• **WHAT THIS TASK INVOLVES**:
Reproduce everything in the earthquake essay from "The largest earthquake" down to "and on and on.", swapping "largest" for "greatest" at each occurrence.

• **PAGE EXCERPT**:
Yesterday, my feet had barely touched the ground when that ground started moving.
I had just gotten back from spending ten days in Alaska, revisiting old haunts and old friends in the most seismically-active state in the union; while there, I didn’t feel the slightest tremor, but almost as soon as I returned to the nation’s capital, the earth shook.
I believe that counts as irony.
I, along with just about everyone else in the metropolitan Washington region, posted an account on Twitter; predictably, it didn’t take long for Californian friends to mock the reaction to what, in the grand scheme of things, was a fairly middling temblor. But for any of my fellow east coast denizens who, 24 hours later, may be feeling slightly embarrassed by west coasters’ assertions that “they wouldn’t even get out of bed” for a 5.8 quake, let me assure you: they’re exaggerating. The Virginia earthquake may not have been an especially grand one – as has been widely reported, California has experienced 35 quakes of a comparable size in the last half-century or so, and Japan has endured 90 aftershocks of magnitude 6.0 or greater since the catastrophic event of March 11 – but Tuesday’s rumble would have been enough to at least catch the attention of even the most hardened earthquake veteran.
I know, because I am one.
During the seven years I lived in Alaska, I came to regard my friends in the Golden State as complete wusses when it came to earthquakes. (Of course, few things please Alaskans more than mocking residents of the Lower 48 – or, as Alaskans call it, “Outside”. Everything’s bigger in Texas? Not when compared to Alaska it isn’t. Texas is so small that if Alaska were cut in half, each segment would still be bigger than that small patch of real estate on the Mexican border. But I digress.) I rolled my eyes whenever a friend in Los Angeles told me about a four point something – or even, I admit now, a five point something. I remember being incredulous when, during a visit to LA, the building I was in was evacuated after what seemed like a decidedly minor quake.
Seeing some of the reactions to our event yesterday, I realize that I was not so much an earthquake snob as an earthquake bore. It’s true that you adapt quickly when living in an earthquake zone: as a rough rule of thumb, I found that something in the region of a 4.0 would generally be enough to wake me up in the night, but not to get out of bed. I remember, on more than one occasion, opening my eyes, waiting to see how bad the shaking would get, and then closing them again once the rumbling stopped.
But of course not all earthquakes are the same, and the magnitude tells only part of the story.
The largest earthquake I experienced was a 7.9 in 2002 – the largest in the United States in the last 45 years or so, and the eighth biggest in US history. (In fact, 10 of the 11 biggest quakes ever recorded in this country have been in Alaska. Suck on that, California.) What I remember most about that event was that it just seemed to go on and on and on.
It was a Sunday, and I was watching football. I was rocking back and forth in my chair, and my first thought as the quake struck was that I had rocked too far back and nearly toppled my chair. Then I felt the unmistakable yet hard-to-describe feeling of the earth moving.
“Hmm,” I thought. “An earthquake.”
I looked out the window and saw the power lines swaying menacingly.
“Hmm,” I thought. “Still an earthquake.”
I glanced up at what I half-jokingly called my “earthquake monitors”: two Christmas ornaments that I hung in the door frame of my bedroom. They were swinging wildly.
“Hmm,” I thought. “Still an earthquake.”
I decided it was time to step outside, where I saw my neighbor, who was exiting his cabin at the same time I was leaving mine. We stood by his Dodge Ram pickup – and watched in disbelief as it rocked back and forth.

Coordinate labeling data:
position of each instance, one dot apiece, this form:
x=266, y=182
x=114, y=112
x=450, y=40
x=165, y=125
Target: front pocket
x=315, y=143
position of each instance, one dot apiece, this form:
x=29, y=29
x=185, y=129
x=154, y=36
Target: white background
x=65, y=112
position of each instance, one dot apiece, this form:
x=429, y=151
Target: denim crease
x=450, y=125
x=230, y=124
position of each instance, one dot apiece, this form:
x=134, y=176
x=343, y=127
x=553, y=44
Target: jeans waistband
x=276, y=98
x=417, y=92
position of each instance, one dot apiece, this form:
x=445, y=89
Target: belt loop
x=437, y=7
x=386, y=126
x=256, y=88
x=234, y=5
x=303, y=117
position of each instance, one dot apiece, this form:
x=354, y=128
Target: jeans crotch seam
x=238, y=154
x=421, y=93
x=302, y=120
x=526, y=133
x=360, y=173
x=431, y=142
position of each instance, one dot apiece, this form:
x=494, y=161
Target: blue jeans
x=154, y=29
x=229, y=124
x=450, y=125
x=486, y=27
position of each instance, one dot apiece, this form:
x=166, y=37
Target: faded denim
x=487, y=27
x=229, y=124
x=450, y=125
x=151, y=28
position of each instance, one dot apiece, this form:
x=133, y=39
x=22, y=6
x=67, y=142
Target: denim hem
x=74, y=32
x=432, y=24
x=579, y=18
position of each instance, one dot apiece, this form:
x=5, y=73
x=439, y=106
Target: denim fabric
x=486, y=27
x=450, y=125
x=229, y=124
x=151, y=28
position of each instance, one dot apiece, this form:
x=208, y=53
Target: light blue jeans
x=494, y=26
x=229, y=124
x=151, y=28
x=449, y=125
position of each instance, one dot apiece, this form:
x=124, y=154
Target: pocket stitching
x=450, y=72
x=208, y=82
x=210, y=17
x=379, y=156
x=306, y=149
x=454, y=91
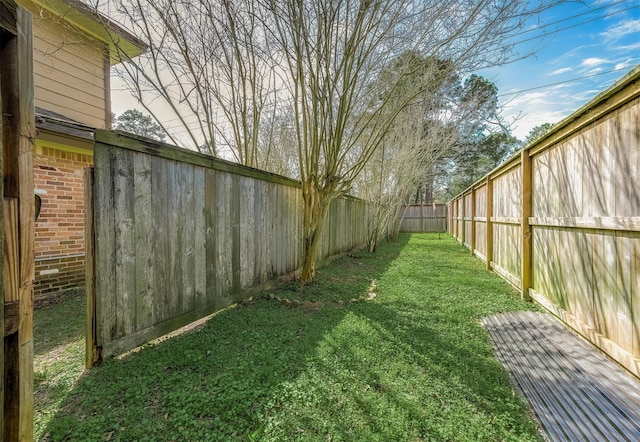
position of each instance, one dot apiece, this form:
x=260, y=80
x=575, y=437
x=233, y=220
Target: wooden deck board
x=576, y=393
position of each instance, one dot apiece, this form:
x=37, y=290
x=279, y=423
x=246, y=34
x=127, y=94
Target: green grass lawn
x=412, y=364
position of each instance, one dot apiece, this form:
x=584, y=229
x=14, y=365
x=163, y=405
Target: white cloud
x=593, y=61
x=631, y=47
x=560, y=71
x=621, y=29
x=624, y=64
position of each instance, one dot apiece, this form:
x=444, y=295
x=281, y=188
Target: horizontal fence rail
x=424, y=219
x=179, y=235
x=561, y=221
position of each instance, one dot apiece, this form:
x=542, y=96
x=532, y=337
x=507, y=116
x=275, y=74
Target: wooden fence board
x=144, y=270
x=200, y=237
x=160, y=245
x=584, y=221
x=211, y=236
x=124, y=244
x=105, y=237
x=176, y=240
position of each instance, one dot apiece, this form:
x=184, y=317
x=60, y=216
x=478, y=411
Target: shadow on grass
x=413, y=364
x=221, y=381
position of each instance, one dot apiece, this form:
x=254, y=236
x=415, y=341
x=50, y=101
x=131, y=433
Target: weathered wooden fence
x=424, y=218
x=179, y=235
x=17, y=221
x=561, y=221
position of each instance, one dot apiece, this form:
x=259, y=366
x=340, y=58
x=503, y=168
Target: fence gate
x=17, y=134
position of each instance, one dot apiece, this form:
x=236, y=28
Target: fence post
x=489, y=224
x=525, y=227
x=17, y=139
x=92, y=355
x=463, y=234
x=472, y=242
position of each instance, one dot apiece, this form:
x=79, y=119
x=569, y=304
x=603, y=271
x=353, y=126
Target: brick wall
x=59, y=242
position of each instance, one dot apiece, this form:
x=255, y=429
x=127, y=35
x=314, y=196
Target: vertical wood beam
x=489, y=212
x=18, y=113
x=92, y=355
x=463, y=234
x=525, y=227
x=472, y=242
x=107, y=86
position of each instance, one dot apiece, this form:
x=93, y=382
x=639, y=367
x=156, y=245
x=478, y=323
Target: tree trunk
x=316, y=205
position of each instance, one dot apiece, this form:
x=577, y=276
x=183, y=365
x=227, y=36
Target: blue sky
x=582, y=48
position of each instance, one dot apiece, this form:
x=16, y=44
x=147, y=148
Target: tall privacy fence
x=561, y=221
x=420, y=218
x=178, y=235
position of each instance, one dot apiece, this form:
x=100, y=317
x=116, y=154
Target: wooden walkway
x=576, y=393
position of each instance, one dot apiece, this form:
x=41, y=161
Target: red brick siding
x=57, y=274
x=59, y=242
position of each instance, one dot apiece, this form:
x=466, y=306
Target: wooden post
x=472, y=243
x=463, y=234
x=489, y=222
x=18, y=134
x=527, y=207
x=92, y=354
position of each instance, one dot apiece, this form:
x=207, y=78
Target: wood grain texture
x=179, y=239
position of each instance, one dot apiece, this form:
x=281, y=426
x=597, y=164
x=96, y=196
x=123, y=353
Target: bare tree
x=219, y=65
x=208, y=73
x=334, y=50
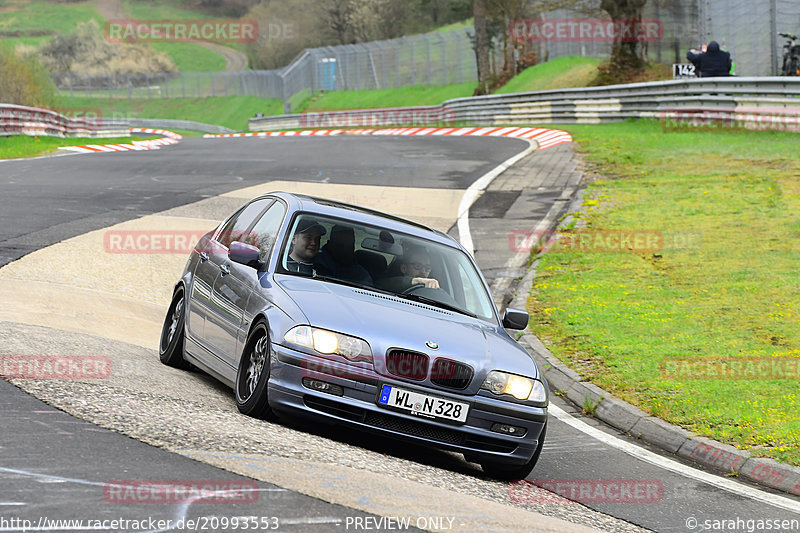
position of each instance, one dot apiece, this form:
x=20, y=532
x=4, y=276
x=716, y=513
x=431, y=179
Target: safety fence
x=768, y=103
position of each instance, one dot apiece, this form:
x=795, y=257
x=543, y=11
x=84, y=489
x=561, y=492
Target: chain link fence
x=428, y=59
x=746, y=28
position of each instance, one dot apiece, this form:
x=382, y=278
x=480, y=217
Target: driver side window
x=236, y=227
x=265, y=232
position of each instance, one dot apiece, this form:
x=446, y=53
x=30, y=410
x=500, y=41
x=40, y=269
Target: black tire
x=503, y=472
x=253, y=374
x=170, y=349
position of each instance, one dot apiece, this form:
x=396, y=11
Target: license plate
x=423, y=405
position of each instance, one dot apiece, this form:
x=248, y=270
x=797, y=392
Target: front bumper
x=358, y=407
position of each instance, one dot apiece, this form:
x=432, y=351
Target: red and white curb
x=544, y=137
x=153, y=144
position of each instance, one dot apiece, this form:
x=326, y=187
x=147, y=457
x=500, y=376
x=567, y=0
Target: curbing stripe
x=154, y=144
x=545, y=138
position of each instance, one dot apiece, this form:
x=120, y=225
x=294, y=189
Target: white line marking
x=475, y=190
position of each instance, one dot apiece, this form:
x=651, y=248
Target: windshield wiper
x=341, y=281
x=435, y=303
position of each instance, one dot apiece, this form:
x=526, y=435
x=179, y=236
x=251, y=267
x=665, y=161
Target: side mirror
x=245, y=254
x=515, y=319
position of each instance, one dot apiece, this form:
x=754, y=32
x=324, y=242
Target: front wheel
x=502, y=472
x=170, y=349
x=253, y=374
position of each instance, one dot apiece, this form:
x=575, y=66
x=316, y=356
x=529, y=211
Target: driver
x=415, y=267
x=305, y=246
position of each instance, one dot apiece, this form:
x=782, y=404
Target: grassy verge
x=724, y=285
x=230, y=111
x=188, y=57
x=559, y=73
x=405, y=96
x=16, y=146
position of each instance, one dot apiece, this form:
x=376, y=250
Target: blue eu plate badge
x=385, y=391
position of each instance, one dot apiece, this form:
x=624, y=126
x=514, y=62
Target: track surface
x=47, y=200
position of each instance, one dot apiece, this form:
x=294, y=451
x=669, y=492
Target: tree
x=339, y=14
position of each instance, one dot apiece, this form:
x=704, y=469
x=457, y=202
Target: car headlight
x=329, y=342
x=519, y=387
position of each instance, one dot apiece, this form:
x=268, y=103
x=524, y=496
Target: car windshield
x=396, y=263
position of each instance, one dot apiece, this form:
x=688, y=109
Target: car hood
x=386, y=322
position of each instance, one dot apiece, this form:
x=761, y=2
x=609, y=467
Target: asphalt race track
x=55, y=465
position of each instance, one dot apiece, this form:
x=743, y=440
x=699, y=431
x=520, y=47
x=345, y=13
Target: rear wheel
x=503, y=472
x=170, y=349
x=253, y=374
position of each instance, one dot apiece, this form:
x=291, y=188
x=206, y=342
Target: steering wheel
x=413, y=287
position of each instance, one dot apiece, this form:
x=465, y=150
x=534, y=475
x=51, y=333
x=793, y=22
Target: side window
x=236, y=228
x=266, y=229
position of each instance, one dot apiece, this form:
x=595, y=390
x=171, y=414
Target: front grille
x=489, y=444
x=417, y=429
x=339, y=409
x=451, y=374
x=409, y=365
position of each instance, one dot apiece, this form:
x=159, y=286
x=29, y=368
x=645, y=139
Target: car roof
x=334, y=208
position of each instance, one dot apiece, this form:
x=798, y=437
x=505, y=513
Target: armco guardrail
x=21, y=120
x=772, y=102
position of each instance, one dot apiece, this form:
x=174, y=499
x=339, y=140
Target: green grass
x=188, y=57
x=733, y=292
x=405, y=96
x=559, y=73
x=230, y=111
x=16, y=146
x=191, y=57
x=48, y=16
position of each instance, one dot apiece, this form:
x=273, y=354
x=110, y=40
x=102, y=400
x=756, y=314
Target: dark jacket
x=711, y=63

• **THE RESPONSE**:
The greatest earthquake I experienced was a 7.9 in 2002 – the greatest in the United States in the last 45 years or so, and the eighth biggest in US history. (In fact, 10 of the 11 biggest quakes ever recorded in this country have been in Alaska. Suck on that, California.) What I remember most about that event was that it just seemed to go on and on and on.